Text excerpt ::
= = = = = = =
Jordan confined its 10 million inhabitants to their homes in a sweeping one-day curfew on Friday that brought public life to a complete stop in a stepped-up bid to stem the spread of the coronavirus, witnesses and officials said to Reuters.
The government said the 24-hour curfew that began Thursday at midnight, with a shutdown that encompassed shops, bakeries and even pharmacies and left open only hospitals and emergency services, was needed if Jordan was to avert a major outbreak.
"We sought through a complete curfew today to gauge our ability and to prepare ourselves for the worse, God forbid," Prime Minister Omar Razzaz told state television.
"The pandemic if it spreads will be difficult to control and we have to prepare for a period that is not short," Razzaz added, saying it would take Jordan a while to recover from the damaging impact of the crisis on its debt-laden economy.
= = = = = = =
Material supplied ::
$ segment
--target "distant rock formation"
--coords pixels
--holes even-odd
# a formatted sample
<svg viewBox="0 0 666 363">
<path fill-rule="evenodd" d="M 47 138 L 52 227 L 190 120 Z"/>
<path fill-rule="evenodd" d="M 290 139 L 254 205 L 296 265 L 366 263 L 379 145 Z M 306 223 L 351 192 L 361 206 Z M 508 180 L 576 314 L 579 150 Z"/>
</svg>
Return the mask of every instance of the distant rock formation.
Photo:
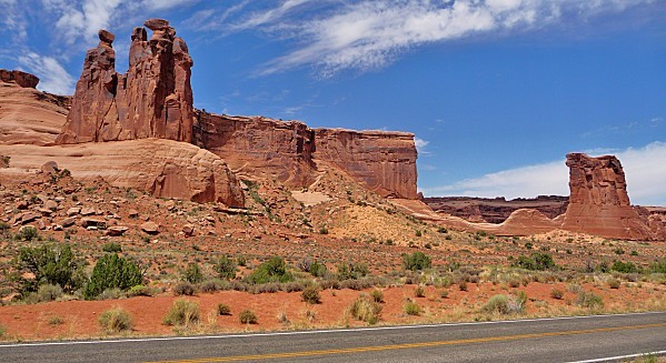
<svg viewBox="0 0 666 363">
<path fill-rule="evenodd" d="M 501 223 L 519 209 L 535 209 L 554 219 L 564 214 L 569 203 L 568 196 L 539 195 L 537 198 L 517 198 L 506 200 L 499 198 L 473 196 L 431 196 L 424 202 L 438 213 L 459 216 L 470 222 Z"/>
<path fill-rule="evenodd" d="M 0 81 L 6 83 L 17 83 L 22 88 L 36 88 L 39 83 L 39 78 L 21 71 L 0 69 Z"/>
<path fill-rule="evenodd" d="M 99 46 L 86 53 L 71 112 L 57 143 L 146 138 L 192 140 L 192 59 L 169 22 L 150 19 L 135 28 L 129 71 L 116 72 L 115 36 L 99 31 Z"/>
<path fill-rule="evenodd" d="M 654 236 L 646 218 L 629 202 L 625 172 L 617 158 L 570 153 L 567 167 L 570 196 L 563 229 L 616 239 Z"/>
<path fill-rule="evenodd" d="M 414 134 L 315 130 L 315 157 L 346 171 L 382 196 L 418 199 Z"/>
<path fill-rule="evenodd" d="M 314 182 L 324 163 L 382 196 L 417 199 L 414 134 L 310 129 L 298 121 L 197 112 L 195 143 L 237 173 L 289 186 Z"/>
</svg>

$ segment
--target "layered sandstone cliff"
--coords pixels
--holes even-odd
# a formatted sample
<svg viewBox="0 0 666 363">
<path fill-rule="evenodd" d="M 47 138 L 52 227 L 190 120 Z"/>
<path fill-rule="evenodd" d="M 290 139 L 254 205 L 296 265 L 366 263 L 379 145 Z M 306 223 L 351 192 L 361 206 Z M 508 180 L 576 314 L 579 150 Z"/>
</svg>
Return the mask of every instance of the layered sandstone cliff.
<svg viewBox="0 0 666 363">
<path fill-rule="evenodd" d="M 197 112 L 195 143 L 238 174 L 302 188 L 316 179 L 314 132 L 305 123 Z"/>
<path fill-rule="evenodd" d="M 382 196 L 417 199 L 414 134 L 316 129 L 315 155 Z"/>
<path fill-rule="evenodd" d="M 60 144 L 160 138 L 191 141 L 192 59 L 169 22 L 146 21 L 135 28 L 129 71 L 116 72 L 115 36 L 99 31 L 99 46 L 86 53 L 72 109 Z"/>
<path fill-rule="evenodd" d="M 617 158 L 567 154 L 569 205 L 561 228 L 595 235 L 647 240 L 654 236 L 632 206 L 625 172 Z"/>
</svg>

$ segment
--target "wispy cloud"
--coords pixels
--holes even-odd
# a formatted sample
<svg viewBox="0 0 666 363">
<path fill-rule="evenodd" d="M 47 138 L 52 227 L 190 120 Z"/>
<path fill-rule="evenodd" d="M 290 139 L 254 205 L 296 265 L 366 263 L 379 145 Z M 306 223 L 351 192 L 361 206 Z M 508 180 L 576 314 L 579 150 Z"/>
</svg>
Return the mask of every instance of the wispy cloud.
<svg viewBox="0 0 666 363">
<path fill-rule="evenodd" d="M 304 64 L 327 77 L 390 63 L 409 49 L 478 33 L 536 29 L 560 19 L 623 11 L 654 0 L 386 0 L 356 1 L 300 24 L 300 47 L 265 64 L 260 74 Z M 259 27 L 306 0 L 286 1 L 243 27 Z"/>
<path fill-rule="evenodd" d="M 19 62 L 39 77 L 38 89 L 56 94 L 72 93 L 74 79 L 54 58 L 30 52 L 19 57 Z"/>
<path fill-rule="evenodd" d="M 424 139 L 420 138 L 414 138 L 414 145 L 416 147 L 416 151 L 418 151 L 418 153 L 420 155 L 427 155 L 430 152 L 426 150 L 426 147 L 429 144 L 429 141 L 426 141 Z"/>
<path fill-rule="evenodd" d="M 604 152 L 605 153 L 605 152 Z M 666 142 L 614 153 L 622 162 L 632 203 L 666 205 Z M 594 154 L 598 155 L 598 154 Z M 564 160 L 489 173 L 457 183 L 425 188 L 426 195 L 533 198 L 568 195 L 568 168 Z"/>
</svg>

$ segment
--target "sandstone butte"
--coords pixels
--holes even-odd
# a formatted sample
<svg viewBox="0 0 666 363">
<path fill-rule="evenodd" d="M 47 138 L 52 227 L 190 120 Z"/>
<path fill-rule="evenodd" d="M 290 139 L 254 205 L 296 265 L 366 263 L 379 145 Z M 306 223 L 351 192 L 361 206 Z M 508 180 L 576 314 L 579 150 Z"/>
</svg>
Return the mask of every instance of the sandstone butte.
<svg viewBox="0 0 666 363">
<path fill-rule="evenodd" d="M 166 20 L 145 26 L 152 34 L 148 39 L 145 28 L 135 28 L 125 74 L 115 70 L 115 36 L 100 30 L 71 100 L 34 90 L 39 80 L 30 74 L 0 72 L 0 128 L 9 135 L 0 138 L 0 154 L 11 155 L 0 177 L 20 178 L 54 160 L 83 180 L 102 177 L 156 196 L 243 206 L 238 177 L 271 178 L 298 189 L 334 169 L 392 198 L 415 216 L 456 229 L 498 235 L 564 229 L 617 239 L 666 238 L 663 215 L 630 205 L 614 157 L 567 155 L 571 196 L 566 212 L 555 219 L 529 209 L 513 212 L 500 224 L 435 213 L 417 193 L 414 134 L 310 129 L 299 121 L 195 110 L 187 44 Z"/>
</svg>

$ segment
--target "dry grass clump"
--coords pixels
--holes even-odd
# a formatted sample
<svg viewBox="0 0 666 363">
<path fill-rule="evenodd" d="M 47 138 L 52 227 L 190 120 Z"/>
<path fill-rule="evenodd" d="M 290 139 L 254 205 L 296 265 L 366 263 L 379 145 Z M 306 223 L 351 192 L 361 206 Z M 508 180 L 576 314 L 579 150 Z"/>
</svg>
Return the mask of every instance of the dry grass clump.
<svg viewBox="0 0 666 363">
<path fill-rule="evenodd" d="M 357 320 L 364 321 L 370 325 L 376 324 L 379 321 L 379 314 L 381 313 L 381 305 L 376 303 L 372 298 L 367 294 L 360 294 L 352 303 L 347 307 L 348 313 Z"/>
<path fill-rule="evenodd" d="M 100 327 L 109 333 L 130 331 L 133 326 L 132 316 L 121 307 L 109 309 L 99 315 Z"/>
</svg>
= = = = = = =
What this task involves ::
In the Jordan curfew report, what did the shutdown leave open?

Output ::
Only hospitals and emergency services.